▶ Set exercise:
Can you pull out every one of the lines below word for word, leaving the pictures out?

▶ Source records:
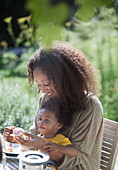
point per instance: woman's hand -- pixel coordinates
(51, 147)
(7, 134)
(34, 142)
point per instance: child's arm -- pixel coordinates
(69, 150)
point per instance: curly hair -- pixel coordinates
(72, 74)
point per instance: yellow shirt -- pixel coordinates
(58, 139)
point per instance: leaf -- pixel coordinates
(48, 19)
(48, 33)
(8, 20)
(87, 7)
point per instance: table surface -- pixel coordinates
(12, 164)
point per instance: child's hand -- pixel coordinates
(50, 147)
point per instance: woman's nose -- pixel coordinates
(43, 89)
(39, 123)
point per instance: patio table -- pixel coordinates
(12, 164)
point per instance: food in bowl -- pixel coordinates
(18, 132)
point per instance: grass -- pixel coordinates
(17, 104)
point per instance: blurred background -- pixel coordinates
(26, 25)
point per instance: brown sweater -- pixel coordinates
(85, 133)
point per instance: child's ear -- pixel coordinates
(60, 125)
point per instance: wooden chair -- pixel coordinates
(109, 145)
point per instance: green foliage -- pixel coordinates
(50, 18)
(12, 65)
(98, 40)
(26, 35)
(87, 7)
(17, 104)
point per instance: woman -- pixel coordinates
(65, 72)
(0, 151)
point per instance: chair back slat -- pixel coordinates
(109, 145)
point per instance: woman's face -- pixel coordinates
(44, 84)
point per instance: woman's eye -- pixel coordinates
(47, 84)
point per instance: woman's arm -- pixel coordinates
(86, 136)
(68, 150)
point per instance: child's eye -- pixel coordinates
(47, 84)
(40, 119)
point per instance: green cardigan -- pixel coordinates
(85, 133)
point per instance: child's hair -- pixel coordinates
(54, 105)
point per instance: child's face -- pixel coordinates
(48, 124)
(44, 84)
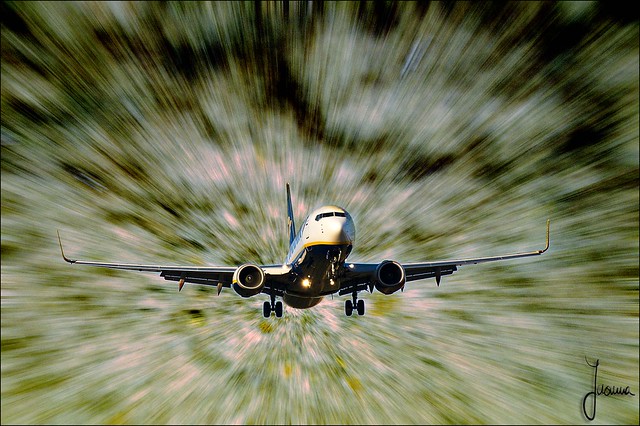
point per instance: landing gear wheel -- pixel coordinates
(348, 308)
(266, 309)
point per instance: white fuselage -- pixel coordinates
(317, 255)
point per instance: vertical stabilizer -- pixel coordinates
(292, 225)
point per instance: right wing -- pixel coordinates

▶ Written reply:
point per instance: woman's hand -- pixel coordinates
(51, 147)
(7, 134)
(34, 142)
point per instance: child's arm -- pixel coordinates
(69, 150)
point per instance: curly hair -- pixel coordinates
(72, 74)
point per instance: yellow shirt -- pixel coordinates
(58, 139)
point per instance: leaf -- pixel coordinates
(48, 19)
(48, 33)
(8, 20)
(87, 7)
point per instance: table surface -- pixel coordinates
(12, 164)
point per instance: child's hand -- pixel coordinates
(50, 147)
point per instance: woman's nose -- pixel coordinates
(43, 89)
(39, 123)
point per instance: patio table -- pixel coordinates
(12, 164)
point per instance: food in bowl -- pixel coordinates
(18, 132)
point per instance: grass -- pixel coordinates
(17, 104)
point per instance: blurred background -- pixel coordinates
(26, 25)
point per instance: brown sweater -- pixel coordinates
(85, 133)
point per instance: child's ear -- pixel coordinates
(60, 125)
point per instance: wooden chair -- pixel coordinates
(109, 145)
point per instance: green foliage -- pixel coordinates
(50, 18)
(12, 65)
(98, 40)
(26, 35)
(87, 7)
(17, 104)
point per instance: woman -- pixel coordinates
(65, 72)
(0, 151)
point per instance: chair back slat -- pixel coordinates
(109, 145)
point per instance: woman's face -- pixel coordinates
(44, 84)
point per instance: woman's eye -- pixel coordinates
(47, 84)
point per instance: woman's arm -- pixel coordinates
(86, 136)
(68, 150)
point per instance: child's eye -- pixel coordinates
(47, 84)
(40, 119)
point per instance: green cardigan -- pixel coordinates
(85, 133)
point per instance: child's hair -- pixel coordinates
(54, 105)
point per instance: child's face -- pixel coordinates
(48, 124)
(44, 84)
point per instance: landing gear wheel -- pixel coordinates
(348, 308)
(266, 309)
point per instance: white fuselage -- pixel coordinates
(317, 255)
point per instance: vertical stabilizer -- pixel coordinates
(292, 225)
point per instance: right wing -- pixel coordinates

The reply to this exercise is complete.